__About this task__: State the number of lines in the material below that have "after" in them, without any other text.

__Data provided__:
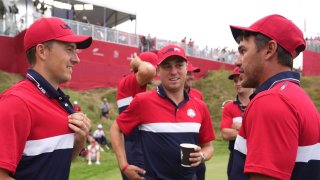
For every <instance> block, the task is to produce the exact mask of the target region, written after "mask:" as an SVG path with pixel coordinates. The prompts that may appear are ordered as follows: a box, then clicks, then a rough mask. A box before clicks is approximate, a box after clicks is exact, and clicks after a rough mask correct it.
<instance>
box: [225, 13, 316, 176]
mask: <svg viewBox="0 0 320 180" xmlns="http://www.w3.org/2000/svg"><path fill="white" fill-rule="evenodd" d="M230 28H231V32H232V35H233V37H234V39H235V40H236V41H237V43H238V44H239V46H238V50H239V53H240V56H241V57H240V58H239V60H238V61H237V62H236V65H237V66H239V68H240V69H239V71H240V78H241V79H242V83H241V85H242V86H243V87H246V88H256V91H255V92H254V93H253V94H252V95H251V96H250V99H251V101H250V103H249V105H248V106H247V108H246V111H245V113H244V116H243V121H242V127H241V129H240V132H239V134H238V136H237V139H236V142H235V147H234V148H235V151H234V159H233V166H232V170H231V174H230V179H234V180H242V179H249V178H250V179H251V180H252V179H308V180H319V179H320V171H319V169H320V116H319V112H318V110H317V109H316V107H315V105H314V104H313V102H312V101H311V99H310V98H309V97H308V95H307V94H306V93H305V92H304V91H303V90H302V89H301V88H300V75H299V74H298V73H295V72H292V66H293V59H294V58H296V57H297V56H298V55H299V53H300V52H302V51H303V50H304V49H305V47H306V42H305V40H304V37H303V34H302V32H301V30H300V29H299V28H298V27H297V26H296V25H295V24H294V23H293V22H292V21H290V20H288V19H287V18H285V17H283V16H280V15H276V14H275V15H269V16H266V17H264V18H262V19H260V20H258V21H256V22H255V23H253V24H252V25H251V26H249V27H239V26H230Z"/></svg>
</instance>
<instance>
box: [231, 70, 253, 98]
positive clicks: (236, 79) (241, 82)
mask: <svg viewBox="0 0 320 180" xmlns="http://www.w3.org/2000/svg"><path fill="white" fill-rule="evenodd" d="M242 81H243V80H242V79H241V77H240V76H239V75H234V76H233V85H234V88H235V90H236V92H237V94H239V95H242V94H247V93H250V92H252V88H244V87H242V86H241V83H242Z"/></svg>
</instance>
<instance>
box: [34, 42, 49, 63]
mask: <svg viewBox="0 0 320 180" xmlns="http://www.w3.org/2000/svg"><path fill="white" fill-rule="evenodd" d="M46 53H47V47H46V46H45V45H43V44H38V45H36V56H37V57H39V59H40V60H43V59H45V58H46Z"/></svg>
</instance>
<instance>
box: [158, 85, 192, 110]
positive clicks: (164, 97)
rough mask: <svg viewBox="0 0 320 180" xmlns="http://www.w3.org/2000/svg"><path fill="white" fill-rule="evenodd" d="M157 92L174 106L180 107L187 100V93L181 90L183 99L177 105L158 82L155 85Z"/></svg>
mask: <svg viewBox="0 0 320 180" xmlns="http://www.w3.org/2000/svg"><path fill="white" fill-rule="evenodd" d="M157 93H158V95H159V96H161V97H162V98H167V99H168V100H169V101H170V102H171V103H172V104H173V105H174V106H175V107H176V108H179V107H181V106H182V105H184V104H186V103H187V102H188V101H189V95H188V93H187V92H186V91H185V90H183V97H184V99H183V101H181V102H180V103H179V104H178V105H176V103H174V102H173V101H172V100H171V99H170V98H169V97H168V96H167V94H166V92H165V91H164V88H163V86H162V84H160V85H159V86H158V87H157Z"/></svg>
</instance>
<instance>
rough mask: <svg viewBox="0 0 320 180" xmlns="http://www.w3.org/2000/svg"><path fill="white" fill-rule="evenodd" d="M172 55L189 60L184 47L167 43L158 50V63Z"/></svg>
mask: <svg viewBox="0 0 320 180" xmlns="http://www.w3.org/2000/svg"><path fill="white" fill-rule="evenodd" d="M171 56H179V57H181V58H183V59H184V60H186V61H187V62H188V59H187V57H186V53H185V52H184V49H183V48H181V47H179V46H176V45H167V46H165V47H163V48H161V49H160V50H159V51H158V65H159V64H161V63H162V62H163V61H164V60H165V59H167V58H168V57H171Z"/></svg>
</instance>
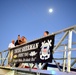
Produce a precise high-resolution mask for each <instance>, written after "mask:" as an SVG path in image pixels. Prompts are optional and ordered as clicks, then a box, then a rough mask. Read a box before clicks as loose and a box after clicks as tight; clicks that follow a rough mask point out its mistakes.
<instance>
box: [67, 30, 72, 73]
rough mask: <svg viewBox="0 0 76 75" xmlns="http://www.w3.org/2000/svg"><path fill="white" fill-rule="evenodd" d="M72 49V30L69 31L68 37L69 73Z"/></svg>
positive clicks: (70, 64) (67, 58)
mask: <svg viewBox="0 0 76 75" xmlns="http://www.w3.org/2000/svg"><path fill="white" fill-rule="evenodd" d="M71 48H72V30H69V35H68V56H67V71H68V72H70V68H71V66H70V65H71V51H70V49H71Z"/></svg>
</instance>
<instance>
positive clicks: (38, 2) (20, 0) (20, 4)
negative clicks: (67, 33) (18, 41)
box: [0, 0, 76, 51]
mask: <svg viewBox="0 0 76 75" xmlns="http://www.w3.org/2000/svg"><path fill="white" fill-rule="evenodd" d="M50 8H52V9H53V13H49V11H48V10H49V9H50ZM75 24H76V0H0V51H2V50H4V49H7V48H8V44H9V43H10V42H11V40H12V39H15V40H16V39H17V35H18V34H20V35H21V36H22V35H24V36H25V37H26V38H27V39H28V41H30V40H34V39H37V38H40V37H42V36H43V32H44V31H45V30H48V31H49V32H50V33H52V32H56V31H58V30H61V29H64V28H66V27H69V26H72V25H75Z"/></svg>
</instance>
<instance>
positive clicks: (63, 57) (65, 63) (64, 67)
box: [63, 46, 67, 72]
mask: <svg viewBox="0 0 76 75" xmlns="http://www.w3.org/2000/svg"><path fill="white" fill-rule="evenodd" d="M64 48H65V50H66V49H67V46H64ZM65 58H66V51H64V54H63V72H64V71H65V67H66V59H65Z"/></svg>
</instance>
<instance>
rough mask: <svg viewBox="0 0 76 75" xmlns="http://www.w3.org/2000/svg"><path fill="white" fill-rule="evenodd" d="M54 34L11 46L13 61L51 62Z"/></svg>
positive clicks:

__Result below__: 2